### [QUELLDOKUMENT]
Nach den S21-Krawallen ist ein verletzter Beamter wieder auf dem Weg der Besserung. Die Stimmung zwischen Polizei und Projektgegnern bleibt vergiftet.

Stuttgart - Der bei Protesten an der Stuttgart-21-Baustelle schwer verletzte Polizist ist aus dem Krankenhaus entlassen worden. „Der Mann ist noch sehr mitgenommen“, sagte Polizeisprecher Stefan Keilbach am Mittwoch in Stuttgart. Gegner und Polizei streiten darüber, wie heftig die Proteste überhaupt waren. Der Landesvorsitzende der Gewerkschaft der Polizei (GdP), Rüdiger Seidenspinner, sieht unter den Stuttgart-21-Gegnern militante Provokateure am Werk. „Die Ereignisse vom Montag sind ein Zeichen, dass eine kleine Gruppe die Eskalation haben wollte“, sagte Seidenspinner der Nachrichtenagentur dpa. „Die Tatsache, dass Bauschaum verwendet wurde, ist ein Beispiel für Vorbereitung und dafür, dass etwas kaputtgemacht werden sollte.“ Die Projektgegner halten der Polizei dagegen vor, Provokateure eingesetzt zu haben.

### [FRAGEN]
1. Wer ist laut dem Quelldokument über die Stuttgart-21-Proteste Landesvorsitzender der Gewerkschaft der Polizei?
2. Geben Sie den Absatz des Quelldokuments über die Stuttgart-21-Proteste, der mit „Stuttgart - Der bei Protesten“ beginnt, als knappe Stichpunktliste wieder.
3. Schreiben Sie das Quelldokument über die Stuttgart-21-Proteste im Anschluss an dessen letzten Satz weiter.

(Natürlichsprachliche Beschreibungen von Bildbereichen)
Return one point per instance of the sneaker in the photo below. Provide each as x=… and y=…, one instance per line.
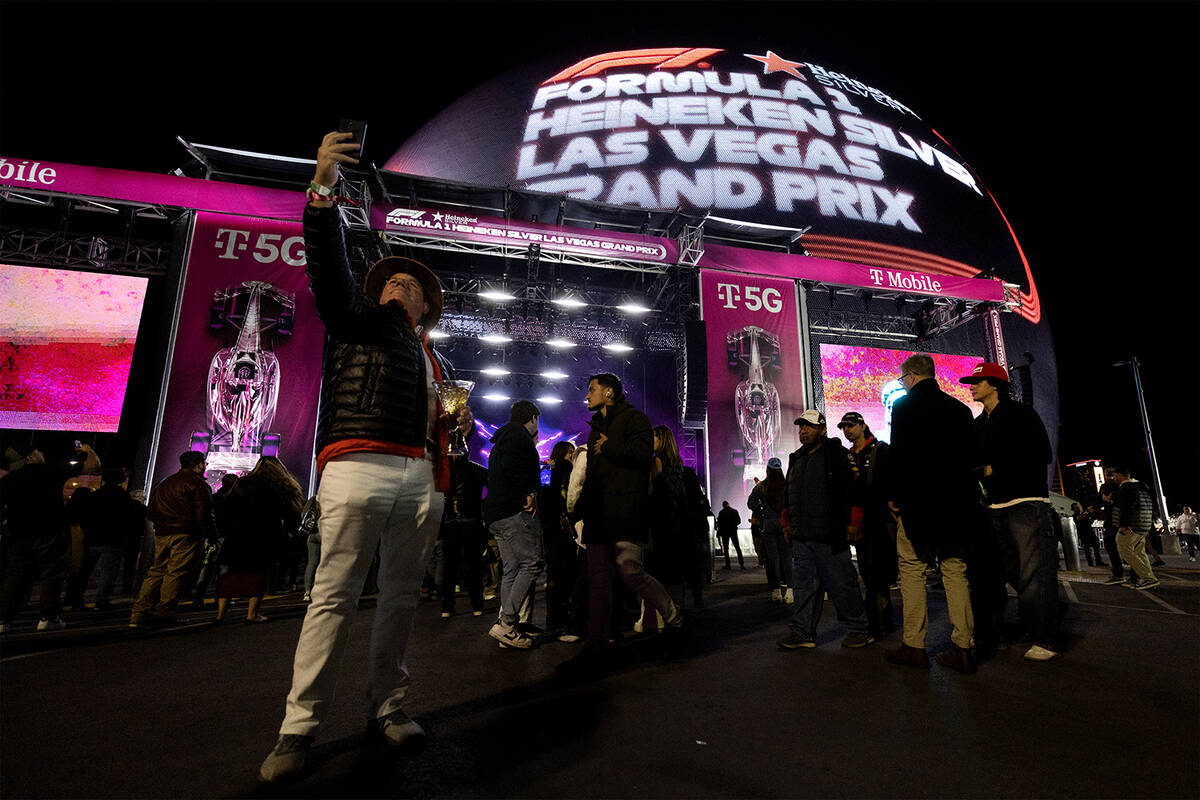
x=397, y=729
x=510, y=637
x=1037, y=653
x=531, y=630
x=958, y=659
x=857, y=639
x=286, y=761
x=795, y=641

### [ANTWORTEN NACHEINANDER]
1. Rüdiger Seidenspinner

2.
- Der bei Protesten an der Stuttgart-21-Baustelle schwer verletzte Polizist wurde aus dem Krankenhaus entlassen.
- Laut Polizeisprecher Stefan Keilbach ist der Mann noch sehr mitgenommen.
- Gegner und Polizei streiten darüber, wie heftig die Proteste waren.
- GdP-Landesvorsitzender Rüdiger Seidenspinner sieht militante Provokateure unter den Gegnern am Werk, die eine Eskalation wollten.
- Den Einsatz von Bauschaum wertet er als Zeichen von Vorbereitung und Zerstörungsabsicht.
- Die Projektgegner werfen der Polizei vor, Provokateure eingesetzt zu haben.

3.
 

Mit Videos auf der Web-Plattform YouTube wollen die Demonstranten nachweisen, dass die Stimmung deutlich friedlicher war, als es die Polizei behauptet. Nach Angaben der Ermittler waren am Montagabend bei der Besetzung eines Gebäudes zur Grundwasserbehandlung insgesamt neun Beamte verletzt worden. Außerdem sei unter anderem an Rohren und Baustellenfahrzeugen ein Schaden von 1,5 Millionen Euro entstanden. Die Aktivisten der entschiedensten S21-Gegnergruppe, den „Parkschützern“, wiesen Vorwürfe zurück, dass Gewalt gegen Polizisten ausgeübt wurde. Sprecher Matthias von Herrmann sprach von einer „fröhlichen Feierabendstimmung“. Videos würden dies beweisen.

Die Ermittlungen der Polizei deuten auf eine andere Dimension hin. Nach der Erstürmung der Baustelle waren 16 Menschen festgenommen worden, von denen einer laut Polizeisprecher Keilbach noch in Untersuchungshaft sitzt. Der 48-Jährige hatte eine offene Bewährungsstrafe wegen anderer Delikte. Bei den anderen wurden die Personalien erhoben, sie haben mit Anzeigen etwa wegen Land-, Hausfriedensbruch oder Sachbeschädigung zu rechnen.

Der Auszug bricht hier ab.